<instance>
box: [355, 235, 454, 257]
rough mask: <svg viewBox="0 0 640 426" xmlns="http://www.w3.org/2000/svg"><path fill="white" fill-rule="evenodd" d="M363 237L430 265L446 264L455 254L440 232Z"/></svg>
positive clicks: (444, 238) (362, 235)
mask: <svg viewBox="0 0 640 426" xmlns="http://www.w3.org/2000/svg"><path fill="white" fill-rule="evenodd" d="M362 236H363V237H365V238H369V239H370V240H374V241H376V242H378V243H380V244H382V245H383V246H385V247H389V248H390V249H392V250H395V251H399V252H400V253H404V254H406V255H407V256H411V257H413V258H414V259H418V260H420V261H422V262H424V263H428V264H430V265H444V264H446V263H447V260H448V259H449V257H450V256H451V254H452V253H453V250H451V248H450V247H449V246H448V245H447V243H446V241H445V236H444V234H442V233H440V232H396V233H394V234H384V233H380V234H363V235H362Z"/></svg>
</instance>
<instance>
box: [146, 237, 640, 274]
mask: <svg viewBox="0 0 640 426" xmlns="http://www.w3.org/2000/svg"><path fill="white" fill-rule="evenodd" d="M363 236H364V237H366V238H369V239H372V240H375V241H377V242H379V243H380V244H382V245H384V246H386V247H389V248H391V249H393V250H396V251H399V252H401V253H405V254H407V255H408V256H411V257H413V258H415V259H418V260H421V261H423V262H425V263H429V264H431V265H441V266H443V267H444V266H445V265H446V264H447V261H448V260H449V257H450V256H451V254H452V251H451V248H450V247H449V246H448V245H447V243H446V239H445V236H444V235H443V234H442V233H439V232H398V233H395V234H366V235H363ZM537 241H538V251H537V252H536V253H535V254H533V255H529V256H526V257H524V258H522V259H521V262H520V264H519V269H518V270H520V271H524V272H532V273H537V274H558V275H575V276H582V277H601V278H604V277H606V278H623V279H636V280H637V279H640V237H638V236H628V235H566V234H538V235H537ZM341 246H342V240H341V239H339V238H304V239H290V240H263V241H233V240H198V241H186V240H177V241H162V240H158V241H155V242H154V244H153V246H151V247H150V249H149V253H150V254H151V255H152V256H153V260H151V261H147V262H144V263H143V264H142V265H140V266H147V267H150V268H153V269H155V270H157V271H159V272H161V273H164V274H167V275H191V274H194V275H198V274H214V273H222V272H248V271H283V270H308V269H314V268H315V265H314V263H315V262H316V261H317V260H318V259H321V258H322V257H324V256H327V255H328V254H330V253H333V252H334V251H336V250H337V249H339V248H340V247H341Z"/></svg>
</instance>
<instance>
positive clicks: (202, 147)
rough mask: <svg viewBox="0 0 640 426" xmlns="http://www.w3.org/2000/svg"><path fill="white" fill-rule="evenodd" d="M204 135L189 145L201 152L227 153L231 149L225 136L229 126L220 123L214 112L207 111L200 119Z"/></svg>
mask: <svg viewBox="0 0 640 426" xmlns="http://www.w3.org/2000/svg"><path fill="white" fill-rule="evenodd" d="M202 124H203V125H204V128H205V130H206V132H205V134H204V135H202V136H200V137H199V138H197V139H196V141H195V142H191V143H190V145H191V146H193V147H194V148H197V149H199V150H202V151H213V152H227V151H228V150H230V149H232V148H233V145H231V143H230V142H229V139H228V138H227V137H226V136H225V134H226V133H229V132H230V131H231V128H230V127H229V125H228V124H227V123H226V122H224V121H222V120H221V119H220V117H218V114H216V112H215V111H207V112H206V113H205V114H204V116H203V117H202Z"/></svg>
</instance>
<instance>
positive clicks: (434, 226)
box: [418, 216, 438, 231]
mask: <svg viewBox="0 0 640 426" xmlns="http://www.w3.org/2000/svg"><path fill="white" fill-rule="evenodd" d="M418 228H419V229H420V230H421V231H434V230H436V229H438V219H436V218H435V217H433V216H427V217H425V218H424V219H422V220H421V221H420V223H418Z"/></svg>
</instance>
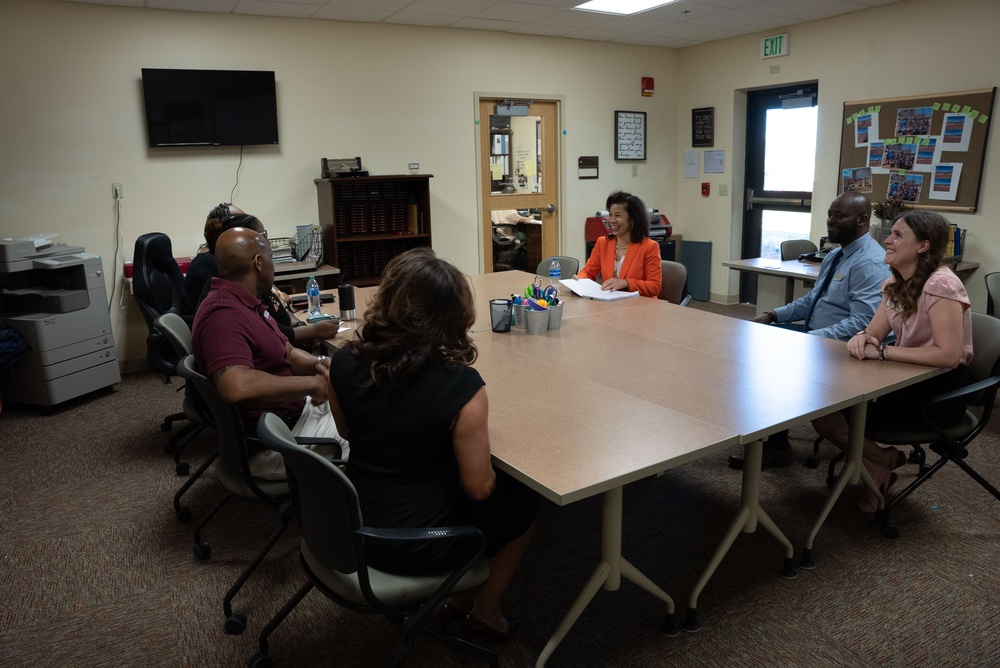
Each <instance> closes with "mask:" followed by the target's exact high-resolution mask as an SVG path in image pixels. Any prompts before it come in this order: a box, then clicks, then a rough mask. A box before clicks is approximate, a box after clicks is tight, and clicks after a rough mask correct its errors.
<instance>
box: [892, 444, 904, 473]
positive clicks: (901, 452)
mask: <svg viewBox="0 0 1000 668" xmlns="http://www.w3.org/2000/svg"><path fill="white" fill-rule="evenodd" d="M891 449H892V450H895V452H896V454H895V456H894V457H893V459H892V463H891V464H889V468H890V469H891V470H893V471H895V470H896V469H898V468H899V467H900V466H902V465H904V464H905V463H906V453H905V452H903V451H902V450H899V449H897V448H891Z"/></svg>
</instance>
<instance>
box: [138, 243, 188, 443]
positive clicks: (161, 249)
mask: <svg viewBox="0 0 1000 668" xmlns="http://www.w3.org/2000/svg"><path fill="white" fill-rule="evenodd" d="M132 265H133V274H132V294H133V296H134V297H135V301H136V303H137V304H138V305H139V311H140V312H141V313H142V318H143V320H145V321H146V327H147V329H148V330H149V335H148V336H147V337H146V364H147V365H148V366H149V368H150V369H152V370H153V371H155V372H156V373H158V374H161V375H162V376H163V381H164V382H165V383H169V382H170V377H171V376H174V375H176V374H177V362H178V360H180V356H179V355H177V354H176V353H175V352H174V349H173V346H172V345H171V343H170V341H169V340H168V339H167V337H166V336H165V335H164V334H163V332H162V331H160V330H159V329H157V327H156V319H157V318H159V317H160V316H161V315H163V314H164V313H180V310H181V299H182V292H183V290H184V276H183V274H181V269H180V267H179V266H177V260H175V259H174V252H173V248H172V246H171V244H170V237H168V236H167V235H166V234H163V233H162V232H150V233H148V234H143V235H142V236H140V237H139V238H138V239H136V240H135V251H134V253H133V255H132ZM186 417H187V416H186V415H185V414H184V413H173V414H171V415H168V416H167V417H165V418H164V419H163V423H162V424H161V425H160V429H162V430H163V431H170V427H171V425H172V424H173V423H174V422H176V421H178V420H183V419H186ZM173 445H174V444H173V443H172V442H171V443H169V444H168V446H167V451H168V452H169V451H170V450H172V448H173Z"/></svg>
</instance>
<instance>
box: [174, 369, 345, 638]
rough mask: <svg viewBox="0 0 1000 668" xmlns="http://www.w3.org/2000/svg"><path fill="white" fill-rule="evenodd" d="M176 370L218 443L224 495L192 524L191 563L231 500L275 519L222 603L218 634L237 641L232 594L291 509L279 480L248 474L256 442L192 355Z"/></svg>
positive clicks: (272, 541) (202, 547)
mask: <svg viewBox="0 0 1000 668" xmlns="http://www.w3.org/2000/svg"><path fill="white" fill-rule="evenodd" d="M177 368H178V370H179V371H180V374H181V376H182V377H183V378H184V379H185V380H187V381H188V382H190V383H194V385H195V388H196V389H197V390H198V393H199V394H200V395H201V397H202V398H203V399H204V400H205V403H206V404H207V405H208V407H209V410H210V411H211V413H212V421H213V423H214V424H215V431H216V434H217V435H218V440H219V444H218V459H217V460H216V466H215V477H216V478H217V479H218V480H219V482H221V483H222V485H223V487H224V488H225V490H226V491H225V493H224V494H223V496H222V498H221V499H220V500H219V501H218V503H216V504H215V506H213V507H212V509H211V510H209V511H208V513H207V514H205V516H204V517H202V518H201V519H200V520H199V521H198V524H197V525H196V526H195V528H194V556H195V558H196V559H198V560H203V559H207V558H208V557H210V556H211V555H212V548H211V547H210V546H209V544H208V543H206V542H204V541H203V540H202V539H201V530H202V529H203V528H204V527H205V525H206V524H207V523H208V522H209V520H211V519H212V518H213V517H214V516H215V514H216V513H218V512H219V510H221V509H222V507H223V506H224V505H226V504H227V503H228V502H229V500H230V499H232V498H233V497H234V496H238V497H240V498H243V499H249V500H257V501H262V502H264V503H266V504H267V505H269V506H271V507H272V508H273V509H274V511H275V512H276V513H277V514H278V516H279V518H280V523H279V524H278V526H277V527H276V528H275V530H274V531H273V532H272V533H271V536H270V537H269V538H268V539H267V542H266V543H265V544H264V546H263V547H262V548H261V549H260V552H258V553H257V556H256V557H255V558H254V560H253V561H252V562H251V563H250V565H249V566H247V568H246V569H245V570H244V571H243V572H242V573H241V574H240V576H239V578H237V580H236V582H234V583H233V585H232V587H230V588H229V591H228V592H226V596H225V598H224V599H223V603H222V608H223V613H224V615H225V617H226V622H225V626H224V629H225V631H226V633H228V634H230V635H239V634H241V633H243V631H244V629H245V628H246V616H245V615H243V614H242V613H240V612H233V608H232V601H233V597H235V596H236V593H237V592H238V591H239V590H240V588H241V587H242V586H243V585H244V583H246V581H247V580H248V579H249V578H250V576H251V575H252V574H253V572H254V570H255V569H256V568H257V566H258V565H259V564H260V562H261V561H263V560H264V557H266V556H267V553H268V552H270V550H271V548H272V547H273V546H274V544H275V543H276V542H277V541H278V539H279V538H281V535H282V534H283V533H284V532H285V529H286V528H288V523H289V522H290V521H291V518H292V509H291V505H290V503H289V502H288V483H287V482H286V481H284V480H278V481H276V480H260V479H257V478H254V477H253V476H252V475H251V474H250V462H249V457H248V454H247V445H248V443H251V442H253V443H256V442H258V441H257V438H256V437H255V436H254V435H251V434H247V433H245V432H244V429H243V420H242V418H241V417H240V412H239V409H238V408H237V407H236V406H230V405H229V404H227V403H226V402H225V401H223V400H222V397H221V396H219V393H218V391H216V389H215V385H213V384H212V382H211V381H210V380H208V378H206V377H205V376H203V375H202V374H201V373H199V372H198V371H197V370H196V369H195V368H194V355H188V356H186V357H184V358H183V359H182V360H181V361H180V364H179V365H178V367H177ZM300 442H305V443H328V444H336V441H335V440H334V439H321V438H312V439H301V440H300ZM338 447H339V446H338Z"/></svg>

☆ ☆ ☆

WHAT YOU SHOULD DO
Word for word, reproduce the listing from its first line through the line that has "237L430 265L446 264L455" in it, and go no further.

RESPONSE
<instance>
box: [355, 235, 454, 257]
rough mask: <svg viewBox="0 0 640 426" xmlns="http://www.w3.org/2000/svg"><path fill="white" fill-rule="evenodd" d="M363 237L430 265L446 264L455 254L440 232Z"/></svg>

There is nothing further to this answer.